** PAGE TEXT **
Ray sustained deep 2nd and 3rd-degree burns over 50% of his body, compounded by the toxic parathion that coated him. Despite dermabrasion and extensive skin grafting, Ray miraculously returned home after just 31 days in Lubbock’s regional burn unit.

In time, life returned to normal for Ray. He taught his son Danny how to hunt, fish, and raise livestock for FFA. Danny remembers how his dad taught him to break a stock steer with a rope and a tractor. Ray found time to accompany his son to livestock events, one of which Danny brought home “best of the show.”

Ray farmed in the Wake community and enjoyed typical West Texas activities, like fishing and hunting. An expert marksman, Ray was labeled by several men in the area as “Mr. Sportsfield” for his love of quail, dove, duck, and goose hunting. 

Never one for sloth, Ray added water locating, gem polishing, and bee-keeping to his enlarging circle of interests. Instead of planes, adventurous Ray found a new interest in motorcycles. For years, Ray, Kay, and Danny all owned their own Yamahas. They often rode in local canyons, finding special joy in going off-road. When they weren’t on their cycles, Ray dug for Indian artifacts among the canyon creek beds. One year, he entered his impressive display of flint arrowheads at the South Plains Fair and won a blue ribbon.

** INSTRUCTIONS TO FOLLOW **
Transcribe the passage about Ray word for word, beginning at the words "Never one for" and stopping after "a blue ribbon.".

[Referring expression data]
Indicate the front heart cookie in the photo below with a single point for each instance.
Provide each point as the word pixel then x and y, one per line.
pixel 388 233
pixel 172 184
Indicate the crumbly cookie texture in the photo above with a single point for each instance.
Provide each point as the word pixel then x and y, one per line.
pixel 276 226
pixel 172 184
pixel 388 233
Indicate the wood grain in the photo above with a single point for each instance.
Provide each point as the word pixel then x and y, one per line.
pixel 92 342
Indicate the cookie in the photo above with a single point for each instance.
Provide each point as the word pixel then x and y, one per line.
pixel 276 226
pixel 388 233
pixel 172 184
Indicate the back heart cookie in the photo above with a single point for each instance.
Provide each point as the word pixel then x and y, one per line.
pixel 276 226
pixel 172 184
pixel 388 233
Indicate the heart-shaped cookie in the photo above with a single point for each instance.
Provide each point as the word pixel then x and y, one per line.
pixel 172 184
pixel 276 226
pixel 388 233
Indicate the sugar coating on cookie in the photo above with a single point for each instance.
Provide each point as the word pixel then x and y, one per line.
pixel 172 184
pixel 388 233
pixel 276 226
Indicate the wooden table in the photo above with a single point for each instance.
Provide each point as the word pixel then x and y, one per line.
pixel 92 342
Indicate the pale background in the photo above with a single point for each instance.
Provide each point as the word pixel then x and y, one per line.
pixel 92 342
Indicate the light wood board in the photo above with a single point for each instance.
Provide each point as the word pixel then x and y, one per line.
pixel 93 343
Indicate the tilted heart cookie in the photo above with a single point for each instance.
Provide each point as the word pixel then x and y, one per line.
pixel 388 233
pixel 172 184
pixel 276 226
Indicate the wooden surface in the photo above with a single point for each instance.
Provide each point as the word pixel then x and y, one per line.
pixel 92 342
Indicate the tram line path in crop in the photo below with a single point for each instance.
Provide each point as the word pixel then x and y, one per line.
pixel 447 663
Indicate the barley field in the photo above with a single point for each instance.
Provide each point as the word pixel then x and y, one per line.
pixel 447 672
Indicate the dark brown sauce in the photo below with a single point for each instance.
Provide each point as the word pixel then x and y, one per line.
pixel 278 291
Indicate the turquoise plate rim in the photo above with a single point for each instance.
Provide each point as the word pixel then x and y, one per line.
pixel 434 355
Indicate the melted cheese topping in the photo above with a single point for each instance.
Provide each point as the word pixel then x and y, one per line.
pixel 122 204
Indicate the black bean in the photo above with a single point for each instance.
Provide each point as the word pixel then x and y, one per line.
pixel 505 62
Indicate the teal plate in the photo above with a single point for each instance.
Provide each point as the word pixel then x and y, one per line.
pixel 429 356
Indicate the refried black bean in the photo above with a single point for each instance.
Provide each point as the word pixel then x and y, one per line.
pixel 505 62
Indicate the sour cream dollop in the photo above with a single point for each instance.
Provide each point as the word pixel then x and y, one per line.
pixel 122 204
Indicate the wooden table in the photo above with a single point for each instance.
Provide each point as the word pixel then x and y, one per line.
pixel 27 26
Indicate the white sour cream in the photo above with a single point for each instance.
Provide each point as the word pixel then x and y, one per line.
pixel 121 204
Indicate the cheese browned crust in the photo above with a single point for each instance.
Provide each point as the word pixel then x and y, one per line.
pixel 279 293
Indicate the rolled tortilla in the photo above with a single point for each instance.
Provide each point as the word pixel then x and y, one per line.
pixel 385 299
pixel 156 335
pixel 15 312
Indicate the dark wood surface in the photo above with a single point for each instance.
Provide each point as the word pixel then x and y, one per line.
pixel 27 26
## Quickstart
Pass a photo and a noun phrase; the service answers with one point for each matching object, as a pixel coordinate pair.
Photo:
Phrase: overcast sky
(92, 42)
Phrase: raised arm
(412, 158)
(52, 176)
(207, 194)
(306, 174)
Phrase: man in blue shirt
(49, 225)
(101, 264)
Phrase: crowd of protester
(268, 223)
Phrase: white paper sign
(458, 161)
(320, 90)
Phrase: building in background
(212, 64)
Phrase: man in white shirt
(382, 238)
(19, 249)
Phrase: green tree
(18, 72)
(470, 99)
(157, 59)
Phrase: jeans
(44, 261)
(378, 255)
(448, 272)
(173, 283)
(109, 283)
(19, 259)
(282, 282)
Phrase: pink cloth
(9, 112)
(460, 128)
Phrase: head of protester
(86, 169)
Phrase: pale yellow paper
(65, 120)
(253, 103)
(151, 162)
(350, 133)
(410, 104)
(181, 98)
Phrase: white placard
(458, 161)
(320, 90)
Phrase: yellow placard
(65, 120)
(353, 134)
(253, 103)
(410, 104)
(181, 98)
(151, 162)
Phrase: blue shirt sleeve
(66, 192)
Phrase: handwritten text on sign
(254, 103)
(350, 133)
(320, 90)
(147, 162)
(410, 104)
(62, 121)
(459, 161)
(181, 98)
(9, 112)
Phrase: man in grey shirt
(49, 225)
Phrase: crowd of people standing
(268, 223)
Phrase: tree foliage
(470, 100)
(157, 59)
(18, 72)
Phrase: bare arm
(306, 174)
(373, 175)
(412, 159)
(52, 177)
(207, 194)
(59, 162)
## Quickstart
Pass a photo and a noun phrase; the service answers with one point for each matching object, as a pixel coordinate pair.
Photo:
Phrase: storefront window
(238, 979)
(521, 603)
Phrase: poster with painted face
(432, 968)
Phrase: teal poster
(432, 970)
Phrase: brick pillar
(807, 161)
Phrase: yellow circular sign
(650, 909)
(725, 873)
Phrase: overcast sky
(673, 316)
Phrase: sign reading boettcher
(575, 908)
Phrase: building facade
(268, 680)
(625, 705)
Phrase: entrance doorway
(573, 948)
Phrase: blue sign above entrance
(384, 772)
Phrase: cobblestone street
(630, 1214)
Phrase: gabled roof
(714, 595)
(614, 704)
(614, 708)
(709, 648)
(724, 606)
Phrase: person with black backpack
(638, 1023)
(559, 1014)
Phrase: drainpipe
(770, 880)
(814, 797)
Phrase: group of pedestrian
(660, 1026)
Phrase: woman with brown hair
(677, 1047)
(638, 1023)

** EXERCISE ANSWER **
Never one for sloth, Ray added water locating, gem polishing, and bee-keeping to his enlarging circle of interests. Instead of planes, adventurous Ray found a new interest in motorcycles. For years, Ray, Kay, and Danny all owned their own Yamahas. They often rode in local canyons, finding special joy in going off-road. When they weren’t on their cycles, Ray dug for Indian artifacts among the canyon creek beds. One year, he entered his impressive display of flint arrowheads at the South Plains Fair and won a blue ribbon.